───── Source data

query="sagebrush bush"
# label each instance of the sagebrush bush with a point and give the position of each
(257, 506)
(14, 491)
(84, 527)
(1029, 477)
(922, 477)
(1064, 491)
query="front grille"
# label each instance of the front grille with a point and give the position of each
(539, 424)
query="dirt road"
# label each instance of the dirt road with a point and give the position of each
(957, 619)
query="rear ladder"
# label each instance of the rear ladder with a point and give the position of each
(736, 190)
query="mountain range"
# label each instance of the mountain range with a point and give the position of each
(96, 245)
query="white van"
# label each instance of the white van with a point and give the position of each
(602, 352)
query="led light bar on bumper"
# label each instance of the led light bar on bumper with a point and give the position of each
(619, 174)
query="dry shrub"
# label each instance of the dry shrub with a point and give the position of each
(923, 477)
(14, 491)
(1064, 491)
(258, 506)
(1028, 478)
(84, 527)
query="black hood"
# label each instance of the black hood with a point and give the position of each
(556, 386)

──────────

**Prompt**
Your task is to repeat the entries exactly.

**Response to this task**
query="sagebrush bush"
# label each instance of the sagebrush bush with a point and give the position of each
(257, 506)
(14, 491)
(84, 527)
(1029, 477)
(922, 477)
(1064, 491)
query="front grille"
# label each instance of the front grille with a point and give the position of each
(539, 424)
query="dirt road"
# label each instance of the dirt road with a point and give the position of each
(957, 619)
query="rear ladder"
# label each instance of the rear ladder with a point and give the position of each
(736, 190)
query="mountain range"
# label each instance of the mountain range with a point and give the position of each
(96, 245)
query="white van"
# label each instance of the white van with a point and give the position of each
(602, 352)
query="led light bar on bumper"
# label each instance of the led light bar on bumper with a point and give the position of each
(619, 174)
query="dry shrub"
# label each instance of the dry shrub with a point and give the position of each
(923, 477)
(14, 491)
(1064, 491)
(258, 506)
(1028, 478)
(84, 527)
query="black hood"
# label each instance of the black hood with a point and give the position of each
(556, 386)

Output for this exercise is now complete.